* _Short exercise_: Put all of the records below into a two-column CSV with the headers instruction and response, one row per record. Give each record's text and its answer as single quoted fields with line breaks turned into spaces, and leave the pictures out.

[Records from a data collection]
--------

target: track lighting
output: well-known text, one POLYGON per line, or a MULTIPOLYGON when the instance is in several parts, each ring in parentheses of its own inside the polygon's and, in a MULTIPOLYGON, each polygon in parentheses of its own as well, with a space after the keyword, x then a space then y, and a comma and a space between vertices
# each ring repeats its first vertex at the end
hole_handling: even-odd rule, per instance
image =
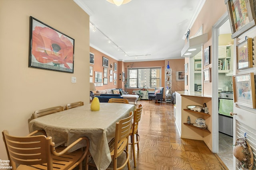
POLYGON ((114 4, 117 6, 120 6, 123 4, 126 4, 132 0, 106 0, 109 2, 114 4))

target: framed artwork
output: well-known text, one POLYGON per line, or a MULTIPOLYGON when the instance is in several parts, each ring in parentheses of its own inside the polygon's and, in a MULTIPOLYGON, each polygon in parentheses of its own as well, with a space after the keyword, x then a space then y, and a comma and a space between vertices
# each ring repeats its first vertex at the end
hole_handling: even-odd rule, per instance
POLYGON ((95 72, 94 83, 102 82, 102 72, 95 72))
POLYGON ((92 64, 94 64, 94 54, 93 53, 90 53, 90 63, 92 64))
POLYGON ((103 78, 103 84, 108 84, 108 78, 103 78))
POLYGON ((188 73, 188 63, 187 63, 185 64, 185 73, 188 73))
POLYGON ((233 39, 256 25, 252 0, 225 0, 233 39))
POLYGON ((176 72, 176 81, 184 81, 185 80, 185 72, 176 72))
POLYGON ((107 76, 108 76, 108 68, 104 67, 104 72, 103 72, 103 77, 107 77, 107 76))
POLYGON ((124 82, 125 81, 125 73, 124 73, 124 72, 122 72, 122 80, 123 82, 124 82))
POLYGON ((74 39, 30 16, 28 66, 74 73, 74 39))
POLYGON ((255 108, 255 86, 253 72, 233 76, 234 102, 255 108))
POLYGON ((210 46, 204 50, 204 65, 207 66, 210 63, 210 46))
POLYGON ((102 66, 105 67, 108 67, 108 59, 104 57, 102 57, 102 66))
POLYGON ((114 79, 117 80, 117 74, 114 73, 114 79))
POLYGON ((92 66, 90 66, 90 76, 93 76, 93 67, 92 66))
POLYGON ((188 86, 188 75, 185 75, 185 85, 188 86))
POLYGON ((203 77, 204 82, 211 82, 211 70, 210 68, 203 70, 203 77))
POLYGON ((117 71, 117 63, 114 63, 114 71, 117 71))
POLYGON ((113 76, 109 76, 109 82, 113 82, 113 76))
POLYGON ((236 69, 252 67, 252 38, 248 38, 236 46, 236 69))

--------

* _Written solution_:
instruction,response
"target: track lighting output: well-known text, one POLYGON per line, or a MULTIPOLYGON when the instance is in several parts, each ring in parentheses of its own inside the polygon's and, in a MULTIPOLYGON, each polygon in parentheses of its own as well, with a space after the keyword, x then a space then y, and a comma and a space between vertices # each ring repeats its first vertex at the end hole_handling: even-odd rule, per instance image =","POLYGON ((114 4, 117 6, 120 6, 123 4, 126 4, 132 0, 106 0, 109 2, 114 4))"
"target: framed artwork output: well-known text, one POLYGON per line, or a MULTIPOLYGON when the instance is in several parts, each ring in parentheses of its own inside the polygon's and, in a MULTIPOLYGON, each polygon in parentheses of its own as well, with a space after the keyword, x then a space then y, and a comma and a space between vertices # each ring repeats its first vertex at the end hole_handling: even-odd rule, per instance","POLYGON ((95 72, 94 83, 102 82, 102 72, 95 72)) POLYGON ((92 64, 94 64, 94 54, 93 53, 90 53, 90 63, 92 64)) POLYGON ((103 78, 103 84, 108 84, 108 78, 103 78)) POLYGON ((188 73, 188 63, 187 63, 185 64, 185 73, 188 73)) POLYGON ((233 39, 256 25, 252 0, 225 0, 233 39)) POLYGON ((176 72, 176 81, 184 81, 185 80, 185 72, 176 72)) POLYGON ((107 76, 108 76, 108 68, 104 67, 104 72, 103 72, 103 77, 107 77, 107 76)) POLYGON ((124 82, 125 81, 125 73, 124 73, 124 72, 122 72, 122 80, 123 82, 124 82)) POLYGON ((74 39, 30 16, 28 66, 74 73, 74 39)) POLYGON ((255 108, 255 86, 253 72, 233 76, 234 102, 255 108)) POLYGON ((210 46, 204 50, 204 65, 207 66, 210 63, 210 46)) POLYGON ((102 66, 105 67, 108 67, 108 59, 104 57, 102 57, 102 66)) POLYGON ((114 79, 117 80, 117 74, 114 73, 114 79)) POLYGON ((92 66, 90 66, 90 76, 93 76, 93 67, 92 66)) POLYGON ((188 86, 188 75, 185 75, 185 85, 188 86)) POLYGON ((203 77, 204 82, 211 82, 211 70, 210 68, 203 70, 203 77)) POLYGON ((117 71, 117 63, 114 63, 114 71, 117 71)) POLYGON ((113 76, 109 76, 109 82, 113 82, 113 76)) POLYGON ((236 69, 252 67, 252 38, 248 38, 236 46, 236 69))"